▸ DESCRIPTION OF THE TASK: Switch "snow-covered building" to "snowy rooftop" in the rows from the first line through the line containing "[[347, 554]]", and leave everything else as it is.

▸ EXTRACTED DATA:
=====

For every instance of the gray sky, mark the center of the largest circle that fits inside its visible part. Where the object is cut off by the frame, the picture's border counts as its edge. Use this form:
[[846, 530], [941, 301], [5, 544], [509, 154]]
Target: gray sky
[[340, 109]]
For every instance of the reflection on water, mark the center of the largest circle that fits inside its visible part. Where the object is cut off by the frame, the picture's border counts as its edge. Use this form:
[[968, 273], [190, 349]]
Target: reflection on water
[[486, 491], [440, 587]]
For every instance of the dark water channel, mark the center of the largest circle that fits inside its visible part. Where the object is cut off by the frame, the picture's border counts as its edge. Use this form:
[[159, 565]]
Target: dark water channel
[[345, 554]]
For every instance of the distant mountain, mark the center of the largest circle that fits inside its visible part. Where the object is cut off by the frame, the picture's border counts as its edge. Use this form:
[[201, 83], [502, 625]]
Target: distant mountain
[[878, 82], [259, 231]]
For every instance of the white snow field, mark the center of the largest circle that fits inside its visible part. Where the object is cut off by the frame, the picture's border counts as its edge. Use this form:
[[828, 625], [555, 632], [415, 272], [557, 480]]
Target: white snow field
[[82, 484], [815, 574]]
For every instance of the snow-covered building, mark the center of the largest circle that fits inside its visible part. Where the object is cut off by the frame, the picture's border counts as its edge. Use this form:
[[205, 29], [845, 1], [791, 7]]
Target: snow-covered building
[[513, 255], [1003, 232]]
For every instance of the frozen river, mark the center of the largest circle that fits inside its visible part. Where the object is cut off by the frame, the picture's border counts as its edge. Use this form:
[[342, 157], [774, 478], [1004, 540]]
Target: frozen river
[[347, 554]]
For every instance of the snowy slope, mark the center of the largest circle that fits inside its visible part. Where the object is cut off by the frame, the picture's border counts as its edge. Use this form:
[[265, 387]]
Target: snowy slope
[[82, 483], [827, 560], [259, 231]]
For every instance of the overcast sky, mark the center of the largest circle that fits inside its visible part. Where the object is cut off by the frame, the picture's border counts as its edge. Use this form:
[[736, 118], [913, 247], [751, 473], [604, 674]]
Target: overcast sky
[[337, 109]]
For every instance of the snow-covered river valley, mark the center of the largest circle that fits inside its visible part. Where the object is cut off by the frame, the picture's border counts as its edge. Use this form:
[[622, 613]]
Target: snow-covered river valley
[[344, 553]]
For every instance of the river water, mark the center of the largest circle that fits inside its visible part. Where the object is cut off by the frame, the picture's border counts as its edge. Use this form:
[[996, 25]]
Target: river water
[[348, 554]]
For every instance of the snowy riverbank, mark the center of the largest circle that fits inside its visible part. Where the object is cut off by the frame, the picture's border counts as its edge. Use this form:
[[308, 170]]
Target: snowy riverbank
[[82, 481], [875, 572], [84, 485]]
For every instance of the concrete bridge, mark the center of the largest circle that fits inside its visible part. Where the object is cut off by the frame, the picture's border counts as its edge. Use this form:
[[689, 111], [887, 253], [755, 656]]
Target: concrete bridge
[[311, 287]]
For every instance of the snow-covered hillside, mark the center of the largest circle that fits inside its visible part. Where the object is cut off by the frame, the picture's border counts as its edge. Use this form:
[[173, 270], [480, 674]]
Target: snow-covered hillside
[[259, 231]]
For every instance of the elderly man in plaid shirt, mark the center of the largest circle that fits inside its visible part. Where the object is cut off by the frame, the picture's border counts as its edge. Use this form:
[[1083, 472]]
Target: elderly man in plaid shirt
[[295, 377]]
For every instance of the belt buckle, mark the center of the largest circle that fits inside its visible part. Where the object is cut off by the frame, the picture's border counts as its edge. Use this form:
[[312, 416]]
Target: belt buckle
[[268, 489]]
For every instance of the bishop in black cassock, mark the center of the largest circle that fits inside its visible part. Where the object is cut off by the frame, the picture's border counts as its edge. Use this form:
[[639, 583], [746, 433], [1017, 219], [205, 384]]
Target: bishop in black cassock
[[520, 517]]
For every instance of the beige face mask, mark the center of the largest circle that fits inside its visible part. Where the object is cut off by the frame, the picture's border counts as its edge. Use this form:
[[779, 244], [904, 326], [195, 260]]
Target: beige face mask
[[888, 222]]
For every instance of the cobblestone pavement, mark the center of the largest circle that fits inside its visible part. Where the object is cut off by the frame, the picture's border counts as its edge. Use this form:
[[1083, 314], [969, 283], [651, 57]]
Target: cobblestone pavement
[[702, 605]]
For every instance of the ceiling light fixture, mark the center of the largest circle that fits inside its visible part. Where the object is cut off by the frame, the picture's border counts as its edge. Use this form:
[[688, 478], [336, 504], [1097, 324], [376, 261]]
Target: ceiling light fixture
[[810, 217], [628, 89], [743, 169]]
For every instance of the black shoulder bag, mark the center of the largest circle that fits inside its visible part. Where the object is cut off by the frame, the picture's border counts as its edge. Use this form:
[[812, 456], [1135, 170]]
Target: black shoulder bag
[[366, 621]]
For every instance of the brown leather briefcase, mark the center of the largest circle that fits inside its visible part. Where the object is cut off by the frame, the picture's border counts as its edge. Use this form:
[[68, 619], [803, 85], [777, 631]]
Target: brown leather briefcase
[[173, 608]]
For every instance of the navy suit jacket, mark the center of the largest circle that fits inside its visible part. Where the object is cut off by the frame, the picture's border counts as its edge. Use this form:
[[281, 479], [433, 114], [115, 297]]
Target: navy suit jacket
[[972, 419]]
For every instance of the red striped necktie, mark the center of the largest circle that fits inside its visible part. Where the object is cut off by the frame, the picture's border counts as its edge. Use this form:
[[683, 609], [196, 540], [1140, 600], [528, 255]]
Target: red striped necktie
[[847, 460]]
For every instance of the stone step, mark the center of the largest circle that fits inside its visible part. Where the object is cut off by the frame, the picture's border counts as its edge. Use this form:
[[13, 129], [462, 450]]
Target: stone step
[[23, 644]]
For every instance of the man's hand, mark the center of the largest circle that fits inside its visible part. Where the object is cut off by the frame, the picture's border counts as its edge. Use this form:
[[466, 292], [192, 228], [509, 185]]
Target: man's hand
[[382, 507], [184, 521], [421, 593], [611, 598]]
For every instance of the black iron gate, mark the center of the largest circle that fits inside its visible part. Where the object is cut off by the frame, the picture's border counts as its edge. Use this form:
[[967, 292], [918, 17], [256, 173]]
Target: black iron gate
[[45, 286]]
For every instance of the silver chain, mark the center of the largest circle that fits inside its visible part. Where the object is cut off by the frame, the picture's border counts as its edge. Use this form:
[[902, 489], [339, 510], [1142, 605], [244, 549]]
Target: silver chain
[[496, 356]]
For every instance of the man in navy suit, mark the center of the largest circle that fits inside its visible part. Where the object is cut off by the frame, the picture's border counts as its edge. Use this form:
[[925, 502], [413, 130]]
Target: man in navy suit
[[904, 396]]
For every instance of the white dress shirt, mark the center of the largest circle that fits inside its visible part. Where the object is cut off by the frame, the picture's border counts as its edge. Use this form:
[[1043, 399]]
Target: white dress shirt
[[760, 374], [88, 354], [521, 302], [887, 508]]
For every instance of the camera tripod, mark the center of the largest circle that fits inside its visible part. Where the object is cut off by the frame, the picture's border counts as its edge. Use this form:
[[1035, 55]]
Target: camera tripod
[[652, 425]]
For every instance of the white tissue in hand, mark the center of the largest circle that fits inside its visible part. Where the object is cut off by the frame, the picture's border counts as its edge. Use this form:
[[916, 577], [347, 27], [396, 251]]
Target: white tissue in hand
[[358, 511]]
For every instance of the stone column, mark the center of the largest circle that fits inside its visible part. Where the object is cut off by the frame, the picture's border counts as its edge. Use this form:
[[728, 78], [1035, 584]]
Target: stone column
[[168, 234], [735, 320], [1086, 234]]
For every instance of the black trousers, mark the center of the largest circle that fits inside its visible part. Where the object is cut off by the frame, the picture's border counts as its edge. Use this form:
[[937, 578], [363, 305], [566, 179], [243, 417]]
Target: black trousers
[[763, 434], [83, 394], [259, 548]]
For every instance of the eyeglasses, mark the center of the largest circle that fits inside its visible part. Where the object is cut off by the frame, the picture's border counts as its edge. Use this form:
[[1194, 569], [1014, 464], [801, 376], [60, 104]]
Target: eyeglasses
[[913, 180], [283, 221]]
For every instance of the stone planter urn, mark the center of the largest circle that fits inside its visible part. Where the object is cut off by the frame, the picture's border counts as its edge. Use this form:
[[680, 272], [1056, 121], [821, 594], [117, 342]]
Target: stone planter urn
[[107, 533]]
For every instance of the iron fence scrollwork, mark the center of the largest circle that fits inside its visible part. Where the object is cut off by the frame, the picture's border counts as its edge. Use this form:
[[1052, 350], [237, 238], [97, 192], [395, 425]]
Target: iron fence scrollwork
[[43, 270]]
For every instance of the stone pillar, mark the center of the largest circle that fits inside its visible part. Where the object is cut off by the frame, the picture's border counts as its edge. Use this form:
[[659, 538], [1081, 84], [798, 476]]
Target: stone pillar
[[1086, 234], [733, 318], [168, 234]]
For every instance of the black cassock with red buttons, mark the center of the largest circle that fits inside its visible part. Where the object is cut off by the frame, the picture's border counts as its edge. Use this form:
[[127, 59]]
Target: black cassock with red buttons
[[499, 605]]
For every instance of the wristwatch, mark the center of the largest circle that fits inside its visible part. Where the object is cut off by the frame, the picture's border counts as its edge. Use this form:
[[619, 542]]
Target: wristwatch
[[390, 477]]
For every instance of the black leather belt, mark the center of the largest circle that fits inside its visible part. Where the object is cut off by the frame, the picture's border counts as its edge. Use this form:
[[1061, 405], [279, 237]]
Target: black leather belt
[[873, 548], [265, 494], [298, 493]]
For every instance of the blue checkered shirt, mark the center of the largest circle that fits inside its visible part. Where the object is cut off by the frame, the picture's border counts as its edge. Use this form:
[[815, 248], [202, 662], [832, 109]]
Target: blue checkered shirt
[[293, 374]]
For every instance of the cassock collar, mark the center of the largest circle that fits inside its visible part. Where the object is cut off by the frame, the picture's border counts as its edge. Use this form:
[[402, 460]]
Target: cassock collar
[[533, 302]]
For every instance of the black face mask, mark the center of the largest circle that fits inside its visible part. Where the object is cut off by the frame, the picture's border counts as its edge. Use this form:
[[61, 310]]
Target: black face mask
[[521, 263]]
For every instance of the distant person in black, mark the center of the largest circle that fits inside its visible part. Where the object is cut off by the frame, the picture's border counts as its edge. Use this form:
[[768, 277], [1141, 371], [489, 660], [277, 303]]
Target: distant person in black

=====

▸ ANSWER TO THIS TASK:
For every instance of the gray sky, mark the center of the largest circle that fits inside its visible part. Where the object is cut off by the frame, the picture's border counts as its edge. Use this form:
[[846, 530], [941, 301], [5, 544], [509, 154]]
Target: gray sky
[[340, 109]]
For every instance of the reflection on water, mark the center of the largest circle that fits inside its visible part. Where the object is cut off by the frame, the picture's border counts as its edge. Use this form:
[[968, 273], [190, 349]]
Target: reflection on water
[[486, 491], [440, 587]]
For every instance of the dark water channel, mark the center of the largest circle that fits inside its visible part. Where the object is cut off by the frame, the picture's border counts as its edge. Use this form:
[[159, 565]]
Target: dark water channel
[[345, 554]]
For every instance of the distant mountain, mark the center of the largest circle that fits inside its visible part. Where the object is cut off by the frame, the picture's border counts as its edge. Use this form:
[[201, 83], [502, 625]]
Target: distant mountain
[[878, 82], [259, 231]]
For every instance of the white snow field, mark the center of the largest circle that fits inside its visible part. Where the object is cut off by the frame, the picture's border counts as its edge. Use this form:
[[828, 625], [555, 632], [415, 272], [557, 480]]
Target: white snow field
[[82, 484], [815, 574]]
For every instance of the snowy rooftop, mark the center of the largest circle that fits inside its visible part. Where the object is cut off by the frame, the picture's border counts as its edge. Use this form:
[[205, 29], [845, 1], [791, 7]]
Target: snowy rooftop
[[513, 255], [1003, 232]]
For every instance of the frozen river, mark the center of the largest circle that fits inside its visible part. Where the object is cut off by the frame, the picture's border counts as its edge. Use this form:
[[342, 157], [774, 478], [1004, 540]]
Target: frozen river
[[347, 554]]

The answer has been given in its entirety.